#### [JOB ITEM A]
Which lines of the entries contain the string "rough"? Copy each of them.
┄┄┄┄┄┄┄┄┄┄┄┄┄┄┄┄┄┄┄┄
2 Using LaTeXML

§ 2.4 Site processing

A more complicated situation combines several TeX sources into a single interlinked site consisting of multiple pages and a composite index and bibliography.

Conversion

First, all TeX sources must be converted to XML, using latexml. Since every target-able element in all files to be combined must have a unique identifier, it is useful to prefix each identifier with a unique value for each file. The latexml option --documentid=id provides this.

Scanning

Secondly, all XML files must be split and scanned using the command

   latexmlpost --prescan --dbfile=DB --dest=i.html i

where DB names a file in which to store the scanned data. Other conversions, including writing the output file, are skipped in this prescanning step.

Pagination

Finally, all XML files are cross-referenced and converted into the final format using the command

     latexmlpost --noscan --dbfile=DB --dest=i.html i

which skips the unnecessary scanning step.

For example, consider a set of nominally stand-alone LaTeX documents: main (with title page, \tableofcontents, etc), A (with a chapter), Aa (with a section), B (with a chapter), …and bib (with a \bibliography). Assume that the documents use \lxDocumentID from \usepackage{latexml} to declare ids main, main.A, \main.A.a, main.B, …bib, respectively. And, of course, you’ll have to arrange for appropriate counters to be initialized appropriately, if needed.

Now, processing the documents with the following commands

# Conversion
latexml --dest=main.xml main.tex
latexml --dest=A.xml    A
latexml --dest=Aa.xml   Aa
latexml --dest=B.xml    B
                      
latexml --dest=bib.xml  bib
# Scan
latexmlpost --prescan --db=my.db --dest=/site/main.html main
latexmlpost --prescan --db=my.db --dest=/site/A.html    A
latexmlpost --prescan --db=my.db --dest=/site/Aa.html   Aa
latexmlpost --prescan --db=my.db --dest=/site/B.html    B
                      
latexmlpost --prescan --db=my.db --dest=bib.html        bib
# Pagination
latexmlpost --noscan --db=my.db --dest=/site/main.html main
latexmlpost --noscan --db=my.db --dest=/site/A.html    A
latexmlpost --noscan --db=my.db --dest=/site/Aa.html   Aa
latexmlpost --noscan --db=my.db --dest=/site/B.html    B
                      
latexmlpost --noscan --db=my.db --dest=bib.html        bib

This will result in a site built at /site/, with the following implied structure:

main.html
  A.html
    Aa.html
  B.html
    ...
  bib.html
┄┄┄┄┄┄┄┄┄┄┄┄┄┄┄┄┄┄┄┄
#### [JOB ITEM B]
In the LaTeXML site-processing text, which latexml option gives each file's identifiers a unique prefix?

#### [RECORDS SHOWN]
┄┄┄┄┄┄┄┄┄┄┄┄┄┄┄┄┄┄┄┄
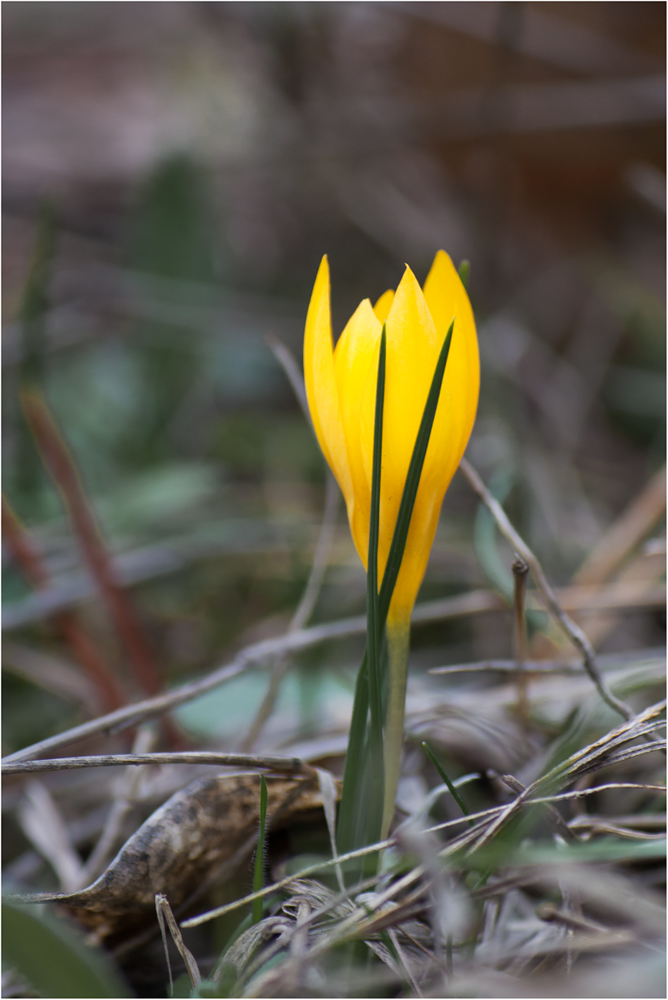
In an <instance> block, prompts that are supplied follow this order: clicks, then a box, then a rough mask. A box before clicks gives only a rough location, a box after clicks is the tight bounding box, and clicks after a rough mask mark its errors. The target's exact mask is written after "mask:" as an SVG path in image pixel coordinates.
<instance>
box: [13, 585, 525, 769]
mask: <svg viewBox="0 0 668 1000" xmlns="http://www.w3.org/2000/svg"><path fill="white" fill-rule="evenodd" d="M506 608H507V605H506V604H505V603H504V601H503V600H502V599H501V598H500V597H499V596H498V595H497V594H494V593H492V591H490V590H473V591H471V592H470V593H468V594H459V595H457V596H456V597H446V598H444V599H442V600H440V601H426V602H425V603H424V604H418V605H417V606H416V607H415V610H414V611H413V619H412V620H413V624H414V625H417V624H426V623H428V622H434V621H442V620H444V619H446V618H459V617H464V616H467V615H474V614H479V613H480V612H484V611H503V610H506ZM365 632H366V617H364V616H362V615H359V616H357V617H355V618H342V619H340V620H339V621H337V622H327V623H325V624H323V625H313V626H311V628H307V629H303V630H302V631H300V632H295V633H294V634H292V635H282V636H278V637H277V638H275V639H265V640H263V641H261V642H257V643H254V644H253V645H250V646H246V647H245V649H242V650H241V651H240V652H239V653H238V654H237V656H236V657H235V658H234V660H232V662H231V663H227V664H225V665H224V666H222V667H218V669H216V670H213V671H212V672H211V673H210V674H207V675H206V676H205V677H202V678H200V679H199V680H197V681H191V682H189V683H188V684H183V685H181V686H180V687H176V688H174V689H173V690H172V691H169V692H168V693H166V694H162V695H158V696H157V697H155V698H145V699H143V700H142V701H138V702H135V703H134V704H132V705H126V706H125V707H123V708H119V709H117V710H116V711H115V712H110V713H108V714H107V715H103V716H101V717H100V718H98V719H92V720H91V721H90V722H84V723H82V724H81V725H79V726H74V727H73V728H72V729H67V730H65V731H64V732H62V733H58V734H56V735H55V736H50V737H48V738H47V739H44V740H40V741H39V742H37V743H33V744H31V745H30V746H28V747H24V748H23V749H22V750H17V751H16V752H15V753H12V754H9V755H8V756H7V757H5V758H3V763H10V762H11V761H19V760H29V759H30V758H32V757H39V756H40V755H41V754H43V753H47V752H49V751H51V750H55V749H58V748H59V747H63V746H68V745H69V744H71V743H77V742H79V741H80V740H84V739H87V738H88V737H89V736H95V735H97V734H99V733H112V732H121V731H122V730H123V729H128V728H130V727H132V726H136V725H139V723H141V722H144V721H145V720H146V719H150V718H154V717H156V716H159V715H161V714H162V713H163V712H167V711H170V710H171V709H173V708H176V707H177V706H178V705H183V704H185V703H186V702H188V701H192V700H193V699H194V698H198V697H199V696H200V695H203V694H207V693H208V692H209V691H213V690H214V689H215V688H217V687H220V686H221V685H222V684H225V683H226V682H227V681H230V680H232V679H233V678H234V677H238V676H239V674H242V673H244V672H245V671H246V670H248V669H251V668H256V667H259V666H261V665H263V664H266V663H267V661H272V660H274V659H275V658H276V657H277V656H279V655H281V654H283V653H288V652H296V651H298V650H302V649H310V648H312V647H313V646H319V645H320V644H321V643H324V642H331V641H332V640H336V639H347V638H350V637H351V636H356V635H364V634H365Z"/></svg>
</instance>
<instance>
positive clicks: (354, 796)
mask: <svg viewBox="0 0 668 1000" xmlns="http://www.w3.org/2000/svg"><path fill="white" fill-rule="evenodd" d="M453 328H454V320H453V321H452V323H451V324H450V329H449V330H448V332H447V335H446V337H445V340H444V342H443V347H442V348H441V353H440V354H439V357H438V361H437V363H436V369H435V371H434V377H433V379H432V383H431V387H430V389H429V395H428V396H427V402H426V404H425V408H424V412H423V414H422V420H421V422H420V429H419V431H418V434H417V438H416V440H415V447H414V448H413V454H412V456H411V461H410V465H409V467H408V474H407V476H406V483H405V486H404V491H403V495H402V497H401V504H400V505H399V513H398V515H397V523H396V525H395V528H394V534H393V536H392V543H391V545H390V552H389V556H388V560H387V565H386V567H385V573H384V575H383V582H382V585H381V588H380V593H379V595H378V600H377V605H376V607H375V609H374V614H375V615H376V619H375V621H376V629H377V630H378V631H377V632H375V634H376V635H380V634H382V631H383V629H384V628H385V623H386V621H387V614H388V611H389V608H390V601H391V600H392V594H393V592H394V587H395V584H396V582H397V577H398V575H399V570H400V568H401V561H402V559H403V556H404V550H405V548H406V540H407V538H408V529H409V527H410V522H411V517H412V515H413V507H414V506H415V498H416V496H417V491H418V486H419V484H420V476H421V475H422V467H423V465H424V460H425V456H426V454H427V448H428V446H429V438H430V436H431V429H432V427H433V424H434V418H435V416H436V409H437V407H438V401H439V397H440V393H441V386H442V384H443V376H444V374H445V366H446V364H447V360H448V354H449V352H450V343H451V341H452V332H453ZM379 370H380V358H379ZM378 395H379V394H378V392H376V404H377V406H378ZM375 450H376V440H375V433H374V462H375V460H376V454H375ZM372 490H373V483H372ZM370 534H371V533H370ZM369 541H370V552H371V538H370V540H369ZM369 566H371V559H370V561H369ZM376 586H377V584H376ZM369 594H370V595H371V594H372V590H371V586H370V588H369ZM368 643H369V636H368V635H367V651H366V652H365V654H364V660H363V661H362V666H361V667H360V671H359V674H358V677H357V685H356V688H355V703H354V705H353V715H352V720H351V724H350V734H349V737H348V749H347V751H346V764H345V771H344V776H343V791H342V795H341V805H340V808H339V823H338V829H337V841H338V847H339V850H340V851H341V852H342V853H345V852H347V851H351V850H354V849H355V848H356V847H360V846H363V845H365V844H369V843H373V839H368V836H369V833H370V831H371V830H372V829H373V825H372V824H373V823H374V817H372V816H371V815H370V814H371V813H372V811H373V810H372V809H371V808H370V802H369V801H368V800H367V799H366V798H365V793H366V792H367V791H370V786H371V787H372V786H373V785H374V781H373V780H371V782H370V781H369V777H368V765H367V747H368V746H369V744H368V742H367V716H368V711H369V702H370V687H371V680H370V673H371V670H370V667H369V655H368V654H369V646H368ZM379 645H380V644H379ZM378 669H380V668H378ZM381 690H382V689H381ZM373 778H375V775H372V779H373ZM381 801H382V800H381ZM379 820H380V821H382V817H379ZM376 839H377V838H376Z"/></svg>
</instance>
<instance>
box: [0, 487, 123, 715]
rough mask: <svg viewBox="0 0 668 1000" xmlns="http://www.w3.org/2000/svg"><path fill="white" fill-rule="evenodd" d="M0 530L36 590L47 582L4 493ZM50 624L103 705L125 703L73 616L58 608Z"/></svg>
mask: <svg viewBox="0 0 668 1000" xmlns="http://www.w3.org/2000/svg"><path fill="white" fill-rule="evenodd" d="M2 532H3V535H4V538H5V541H6V543H7V545H8V547H9V550H10V552H11V554H12V557H13V559H14V562H15V563H16V564H17V566H18V567H19V568H20V570H21V572H22V573H23V575H24V576H25V578H26V580H27V581H28V583H30V584H31V585H32V586H33V587H34V588H35V589H36V590H40V589H41V588H43V587H46V586H48V584H49V573H48V570H47V569H46V566H45V565H44V562H43V561H42V558H41V557H40V555H39V553H38V552H37V550H36V549H35V547H34V546H33V544H32V542H31V541H30V538H29V536H28V533H27V532H26V531H25V530H24V528H23V525H22V524H21V522H20V521H19V519H18V518H17V516H16V515H15V513H14V511H13V510H12V509H11V507H10V506H9V504H8V503H7V501H6V500H5V498H4V497H3V498H2ZM53 624H54V626H55V628H56V631H57V632H59V633H60V635H61V636H62V638H63V639H64V640H65V642H67V643H68V645H69V646H70V648H71V650H72V653H73V655H74V656H75V658H76V659H77V660H78V661H79V663H80V664H81V666H82V667H83V668H84V670H85V671H86V673H87V674H88V675H89V677H90V678H91V680H92V681H93V682H94V684H95V686H96V687H97V689H98V691H99V692H100V696H101V698H102V702H103V704H104V706H105V709H106V710H107V711H113V710H114V709H116V708H120V707H121V706H122V705H125V704H126V701H127V699H126V698H125V696H124V694H123V692H122V691H121V689H120V687H119V686H118V684H117V683H116V680H115V679H114V677H113V676H112V673H111V671H110V669H109V667H108V666H107V664H106V663H105V662H104V659H103V658H102V657H101V656H100V654H99V652H98V650H97V647H96V646H95V644H94V643H93V642H92V641H91V640H90V638H89V637H88V636H87V635H86V633H85V631H84V629H83V628H82V627H81V625H80V623H79V622H78V621H77V619H76V617H75V616H74V615H73V614H72V613H71V612H70V611H61V612H60V613H59V614H57V615H54V617H53Z"/></svg>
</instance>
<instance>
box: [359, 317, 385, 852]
mask: <svg viewBox="0 0 668 1000" xmlns="http://www.w3.org/2000/svg"><path fill="white" fill-rule="evenodd" d="M385 356H386V333H385V326H383V333H382V336H381V338H380V351H379V354H378V381H377V383H376V413H375V422H374V435H373V465H372V477H371V510H370V517H369V555H368V561H367V663H368V668H367V669H368V674H369V709H370V713H371V728H370V740H369V751H370V754H371V761H370V765H371V768H372V774H373V782H372V785H371V789H370V791H371V792H372V801H370V802H368V803H367V806H368V809H369V812H370V813H371V816H370V828H369V834H370V835H371V837H372V839H373V840H375V839H377V838H378V836H379V834H380V816H379V817H378V830H377V831H376V830H375V829H374V825H375V813H376V806H377V803H376V798H377V797H378V796H379V798H378V803H382V801H383V791H384V780H383V715H382V680H381V663H380V646H381V639H382V629H383V626H382V625H381V623H380V612H379V604H378V539H379V535H380V491H381V475H382V462H383V407H384V403H385ZM361 805H362V803H360V806H361Z"/></svg>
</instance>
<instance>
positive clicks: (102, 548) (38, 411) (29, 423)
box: [22, 390, 162, 695]
mask: <svg viewBox="0 0 668 1000" xmlns="http://www.w3.org/2000/svg"><path fill="white" fill-rule="evenodd" d="M22 402H23V408H24V411H25V414H26V417H27V420H28V423H29V425H30V428H31V430H32V432H33V434H34V436H35V440H36V442H37V445H38V447H39V449H40V452H41V453H42V457H43V458H44V461H45V463H46V465H47V467H48V469H49V471H50V473H51V476H52V477H53V479H54V481H55V483H56V485H57V486H58V489H59V490H60V493H61V495H62V497H63V501H64V503H65V506H66V508H67V511H68V514H69V516H70V520H71V522H72V527H73V529H74V532H75V534H76V536H77V538H78V539H79V543H80V545H81V548H82V552H83V555H84V558H85V560H86V562H87V563H88V567H89V569H90V572H91V575H92V576H93V579H94V580H95V582H96V584H97V586H98V588H99V591H100V594H101V596H102V599H103V600H104V603H105V604H106V606H107V609H108V611H109V613H110V615H111V617H112V618H113V621H114V623H115V625H116V629H117V630H118V634H119V636H120V637H121V641H122V642H123V645H124V646H125V648H126V650H127V653H128V657H129V659H130V663H131V665H132V669H133V672H134V675H135V677H136V679H137V682H138V683H139V685H140V686H141V688H142V689H143V690H144V691H145V692H146V694H149V695H152V694H157V693H158V692H159V691H160V688H161V686H162V685H161V682H160V677H159V674H158V670H157V667H156V665H155V662H154V660H153V655H152V653H151V650H150V649H149V647H148V644H147V642H146V640H145V638H144V635H143V633H142V630H141V628H140V625H139V622H138V621H137V618H136V616H135V612H134V609H133V607H132V605H131V603H130V601H129V599H128V597H127V595H126V594H125V593H124V591H123V590H122V588H121V587H120V586H119V584H118V582H117V580H116V575H115V572H114V568H113V564H112V562H111V559H110V558H109V554H108V553H107V550H106V547H105V544H104V541H103V540H102V536H101V534H100V532H99V530H98V527H97V524H96V522H95V518H94V516H93V513H92V511H91V509H90V506H89V504H88V501H87V498H86V494H85V493H84V490H83V486H82V484H81V480H80V478H79V473H78V470H77V467H76V465H75V463H74V459H73V458H72V455H71V454H70V452H69V449H68V447H67V445H66V444H65V442H64V440H63V438H62V436H61V434H60V432H59V430H58V427H57V426H56V423H55V421H54V419H53V417H52V416H51V414H50V412H49V410H48V408H47V406H46V403H45V401H44V399H43V398H42V397H41V396H40V395H38V394H37V393H36V392H35V391H33V390H31V391H29V392H25V393H24V394H23V395H22Z"/></svg>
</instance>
┄┄┄┄┄┄┄┄┄┄┄┄┄┄┄┄┄┄┄┄
#### [YOUR RESPONSE A]
In an <instance> block, prompts that are supplied follow this order: clicks, then a box, then a rough mask. A box before clicks gives only a rough location, a box after clicks is the tight bounding box, and clicks after a rough mask mark its errors. The target's exact mask is written after "mask:" as an SVG path in image pixel coordinates.
rough mask: <svg viewBox="0 0 668 1000" xmlns="http://www.w3.org/2000/svg"><path fill="white" fill-rule="evenodd" d="M0 530L36 590L47 582L4 493ZM50 624L103 705L125 703L73 616L58 608Z"/></svg>

#### [YOUR RESPONSE B]
The option --documentid=id.